**Texto fornecido:**
_____

Outra questão que possam desenvolver: seria Kaomoji uma forma verdadeiramente prática de se comunicar? Eles de fato possuem uma grande variedade, mas muitos requerem símbolos que não se encontram na maioria dos teclados internacionais. Esta figura (#`Д´) apresenta uma letra do alfabeto cirílico, muitas vezes exclusivo da Rússia e regiões próximas, logo, essa versatiliade não seria contra a proposta do próprio Emoticon? Não seriam todos esses elementos negativos contra a proposta inicial de facilitar a comunicação digital?

“Visto que somos capazes de depreender tão rapidamente tantas informações a partir da forma de um objeto, vale inverter a questão e perguntar se os artefatos são passíveis de perder seus significados – de se tornar inescrutáveis, opacos, por assim dizer.”

(Cardoso, 2010, pg. 68)

_____

**Seção de dados:**
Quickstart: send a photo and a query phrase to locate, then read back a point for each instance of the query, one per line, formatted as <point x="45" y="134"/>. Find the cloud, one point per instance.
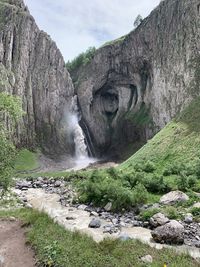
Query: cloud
<point x="76" y="25"/>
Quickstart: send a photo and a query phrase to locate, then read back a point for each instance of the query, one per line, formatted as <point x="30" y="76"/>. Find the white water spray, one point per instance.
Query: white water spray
<point x="82" y="159"/>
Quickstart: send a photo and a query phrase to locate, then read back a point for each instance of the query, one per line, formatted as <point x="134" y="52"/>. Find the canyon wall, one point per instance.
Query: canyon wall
<point x="32" y="67"/>
<point x="135" y="85"/>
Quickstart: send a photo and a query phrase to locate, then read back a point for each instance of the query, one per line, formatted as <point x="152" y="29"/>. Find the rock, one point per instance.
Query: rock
<point x="12" y="219"/>
<point x="95" y="223"/>
<point x="93" y="213"/>
<point x="39" y="77"/>
<point x="106" y="84"/>
<point x="136" y="223"/>
<point x="57" y="184"/>
<point x="196" y="205"/>
<point x="158" y="219"/>
<point x="82" y="207"/>
<point x="70" y="218"/>
<point x="124" y="237"/>
<point x="188" y="218"/>
<point x="147" y="259"/>
<point x="2" y="260"/>
<point x="170" y="233"/>
<point x="108" y="206"/>
<point x="173" y="197"/>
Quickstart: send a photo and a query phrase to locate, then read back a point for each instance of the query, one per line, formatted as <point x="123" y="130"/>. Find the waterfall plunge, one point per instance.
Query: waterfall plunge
<point x="81" y="151"/>
<point x="75" y="131"/>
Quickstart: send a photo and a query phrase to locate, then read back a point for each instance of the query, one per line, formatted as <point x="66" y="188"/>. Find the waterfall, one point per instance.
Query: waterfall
<point x="75" y="133"/>
<point x="81" y="150"/>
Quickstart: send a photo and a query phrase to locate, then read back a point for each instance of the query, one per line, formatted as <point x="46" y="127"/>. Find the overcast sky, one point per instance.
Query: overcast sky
<point x="76" y="25"/>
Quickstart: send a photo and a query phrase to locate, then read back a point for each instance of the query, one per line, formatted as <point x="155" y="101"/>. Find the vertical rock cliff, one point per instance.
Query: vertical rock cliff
<point x="135" y="85"/>
<point x="32" y="67"/>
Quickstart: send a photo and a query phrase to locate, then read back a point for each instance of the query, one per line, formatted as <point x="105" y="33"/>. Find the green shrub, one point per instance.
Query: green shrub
<point x="149" y="167"/>
<point x="171" y="213"/>
<point x="140" y="194"/>
<point x="182" y="182"/>
<point x="195" y="211"/>
<point x="156" y="184"/>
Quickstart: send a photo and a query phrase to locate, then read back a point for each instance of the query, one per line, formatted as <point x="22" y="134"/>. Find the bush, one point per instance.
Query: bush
<point x="195" y="211"/>
<point x="101" y="188"/>
<point x="156" y="184"/>
<point x="182" y="182"/>
<point x="149" y="167"/>
<point x="171" y="213"/>
<point x="140" y="194"/>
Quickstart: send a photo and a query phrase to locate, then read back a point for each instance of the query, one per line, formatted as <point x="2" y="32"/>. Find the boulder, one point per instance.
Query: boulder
<point x="147" y="259"/>
<point x="170" y="233"/>
<point x="188" y="218"/>
<point x="158" y="219"/>
<point x="173" y="197"/>
<point x="108" y="206"/>
<point x="95" y="223"/>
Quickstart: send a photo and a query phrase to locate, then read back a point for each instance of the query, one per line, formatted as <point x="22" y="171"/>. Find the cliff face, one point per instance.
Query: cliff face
<point x="135" y="85"/>
<point x="32" y="67"/>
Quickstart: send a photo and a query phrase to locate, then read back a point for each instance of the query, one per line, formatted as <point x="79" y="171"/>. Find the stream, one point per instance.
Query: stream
<point x="75" y="219"/>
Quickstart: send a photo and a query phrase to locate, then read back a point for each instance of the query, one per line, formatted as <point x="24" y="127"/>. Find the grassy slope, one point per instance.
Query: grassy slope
<point x="178" y="141"/>
<point x="57" y="247"/>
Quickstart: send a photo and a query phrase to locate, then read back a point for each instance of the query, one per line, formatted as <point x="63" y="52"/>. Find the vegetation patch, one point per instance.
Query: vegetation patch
<point x="57" y="247"/>
<point x="26" y="161"/>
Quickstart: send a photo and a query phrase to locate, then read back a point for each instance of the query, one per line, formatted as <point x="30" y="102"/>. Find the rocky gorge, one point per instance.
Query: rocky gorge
<point x="56" y="197"/>
<point x="128" y="91"/>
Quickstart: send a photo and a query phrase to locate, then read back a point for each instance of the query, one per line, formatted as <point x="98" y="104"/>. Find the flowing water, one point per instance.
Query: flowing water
<point x="80" y="219"/>
<point x="82" y="158"/>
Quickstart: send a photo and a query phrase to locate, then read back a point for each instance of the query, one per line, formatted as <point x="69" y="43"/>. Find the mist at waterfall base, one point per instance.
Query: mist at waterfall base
<point x="81" y="157"/>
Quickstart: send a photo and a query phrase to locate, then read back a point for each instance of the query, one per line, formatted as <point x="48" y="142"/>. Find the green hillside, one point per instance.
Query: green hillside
<point x="177" y="144"/>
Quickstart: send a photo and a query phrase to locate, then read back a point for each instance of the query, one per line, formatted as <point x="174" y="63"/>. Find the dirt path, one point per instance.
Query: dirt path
<point x="13" y="249"/>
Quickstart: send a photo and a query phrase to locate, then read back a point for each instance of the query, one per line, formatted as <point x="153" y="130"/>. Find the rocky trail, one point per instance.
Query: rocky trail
<point x="54" y="197"/>
<point x="14" y="251"/>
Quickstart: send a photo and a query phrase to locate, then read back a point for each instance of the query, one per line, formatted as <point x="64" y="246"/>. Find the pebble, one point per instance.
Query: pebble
<point x="147" y="259"/>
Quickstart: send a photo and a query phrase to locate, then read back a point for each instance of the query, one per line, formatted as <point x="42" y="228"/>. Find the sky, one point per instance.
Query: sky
<point x="76" y="25"/>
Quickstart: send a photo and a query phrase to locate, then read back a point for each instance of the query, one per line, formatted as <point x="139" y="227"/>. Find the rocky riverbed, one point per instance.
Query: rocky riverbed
<point x="55" y="197"/>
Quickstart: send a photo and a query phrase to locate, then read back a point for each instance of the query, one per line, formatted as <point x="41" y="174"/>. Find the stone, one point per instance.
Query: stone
<point x="95" y="223"/>
<point x="147" y="259"/>
<point x="108" y="206"/>
<point x="82" y="207"/>
<point x="106" y="85"/>
<point x="124" y="237"/>
<point x="158" y="219"/>
<point x="2" y="260"/>
<point x="170" y="233"/>
<point x="196" y="205"/>
<point x="188" y="218"/>
<point x="93" y="213"/>
<point x="173" y="197"/>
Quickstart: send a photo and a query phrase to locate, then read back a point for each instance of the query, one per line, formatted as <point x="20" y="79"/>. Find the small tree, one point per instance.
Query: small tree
<point x="138" y="21"/>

_____

**Exercício:** Transcreva o texto sobre Kaomoji começando em "Outra questão que" e prosseguindo até "a comunicação digital?", trocando "teclados internacionais" por "teclados convencionais". O material não tem nenhuma relevância para esta atividade.

**Resposta final:**
Outra questão que possam desenvolver: seria Kaomoji uma forma verdadeiramente prática de se comunicar? Eles de fato possuem uma grande variedade, mas muitos requerem símbolos que não se encontram na maioria dos teclados convencionais. Esta figura (#`Д´) apresenta uma letra do alfabeto cirílico, muitas vezes exclusivo da Rússia e regiões próximas, logo, essa versatiliade não seria contra a proposta do próprio Emoticon? Não seriam todos esses elementos negativos contra a proposta inicial de facilitar a comunicação digital?